Alıştırma seti
a - Engellilerle ilgili metne göre aşağıdaki soruları yanıtlayın:
(i) Birleşmiş Milletler Genel Kurulu standart kuralları hangi tarihli toplantısında belirledi?
(ii) Engellilerin en büyük sıkıntıyı hangi konuda çektiği söyleniyor?
(iii) Hangi durum şikâyetlere konu olabiliyor?
b - Lütfen engellilerle ilgili metinde "Sürekli sorunlarla boğuşan, sorunlarına" ifadesinden "olabilmektedir." ifadesine kadar uzanan bölümü olduğu gibi tekrarlayın.
c - Engellilerle ilgili metni son cümlesinden sonra devam ettirin.

Sayfa alıntısı
★ ★ ★

Birleşmiş Milletler Genel Kurulunun 20
Aralık 1993 tarihli toplantısında
“Sakatlar İçin Fırsat Eşitliği Konusunda
Standart Kurallar” belirlenmiş olsa da,
bulunulan fiziki çevrenin kendileri
açısından olumsuzluklarla dolu olması
nedeniyle, toplumla bütünleşme
ihtiyaçları kendiliğinden toplumdan
dışlanmaya dönüşmüştür.
Sürekli sorunlarla boğuşan, sorunlarına
çözüm üretemeyen engelliler kendilerini
mutsuz hissetmektedirler. Bu da temel
bir insan hakkı olan bireyin kendisini
gerçekleştirme hakkını ortadan kaldıran
düşük yaşam kalitesi demektir.
Engellilerin en büyük sıkıntıyı
ulaştırma konusunda çektikleri malumdur.
Ulaştırmada yaşanan fiziki zorlukların
yanında kendilerine seyahatlerde
sağlanan indirimlere bazı firmalarının
sıcak bakmaması şikâyetlere konu
olabilmektedir.

★ ★ ★

Veri kesiti
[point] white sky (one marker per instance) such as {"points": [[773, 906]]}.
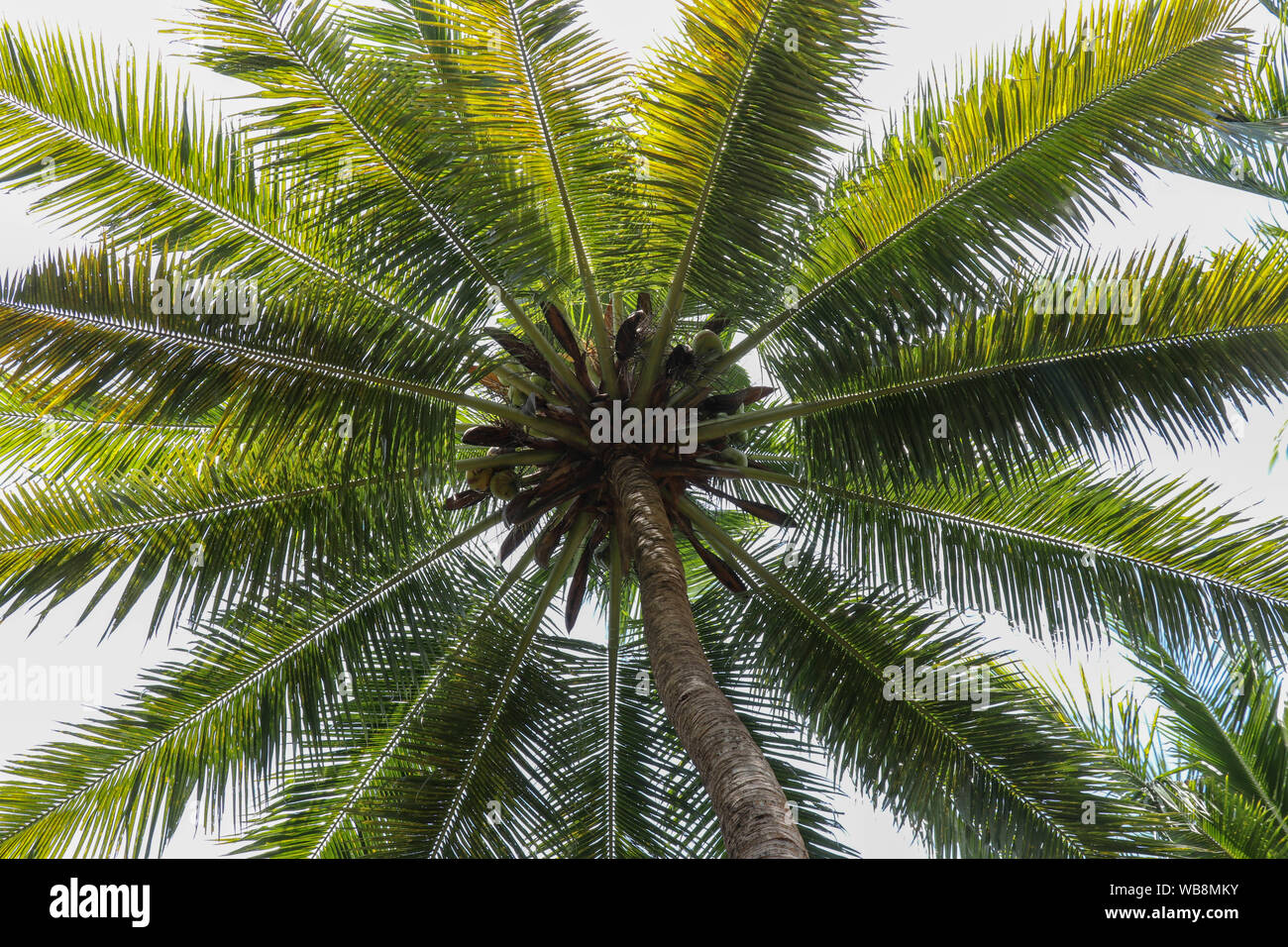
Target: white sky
{"points": [[932, 34]]}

★ ★ ★

Sıralı yanıtlar
a -
(i) 20 Aralık 1993 tarihli toplantısında.
(ii) Ulaştırma konusunda.
(iii) Bazı firmaların, engellilere seyahatlerde sağlanan indirimlere sıcak bakmaması.

b -
Sürekli sorunlarla boğuşan, sorunlarına
çözüm üretemeyen engelliler kendilerini
mutsuz hissetmektedirler. Bu da temel
bir insan hakkı olan bireyin kendisini
gerçekleştirme hakkını ortadan kaldıran
düşük yaşam kalitesi demektir.
Engellilerin en büyük sıkıntıyı
ulaştırma konusunda çektikleri malumdur.
Ulaştırmada yaşanan fiziki zorlukların
yanında kendilerine seyahatlerde
sağlanan indirimlere bazı firmalarının
sıcak bakmaması şikâyetlere konu
olabilmektedir.

c -
Bir engellinin kendi yaşadığı şehirde
sağlanan bir imkânın başka bir şehirde
sağlanmaması ayrı bir sorundur. Yaşadığı
sıkıntıları daha iyi duyurabilmeyi ümit
ettikleri için Ankara’ya gelen
engelliler, kendi şehirlerinde geçerli
olan indirimli veya ücretsiz seyahat
hakkının sağlanmadığından da
şikâyetçidirler.
Engellilerin eğitim gördüğü engelli
okullarının fiziki olarak engellilerin
tüm ihtiyaçlarını karşılamaya yönelik
yapıda olmadığı yine engelli
vatandaşlarımız ve onların kurduğu sivil
toplum örgütlerince dillendirilmektedir.
Normal okullarda eğitim alamayan engelli
çocuklar için yeterli engelli eğitim
kurumunun olmaması; normal okulda eğitim
alabilecek durumda olsa dahi okula gidiş
ve gelişlerinde kullanmaları gereken
araçların engellilere uygun olmaması ve
yine gidiş gelişlerde özel ihtimam
gösterilmesinin maliyetinin yüksek oluşu
gibi sebeplerle çoğu engelli
vatandaşımız ilköğretimini bile
tamamlayamamaktadır.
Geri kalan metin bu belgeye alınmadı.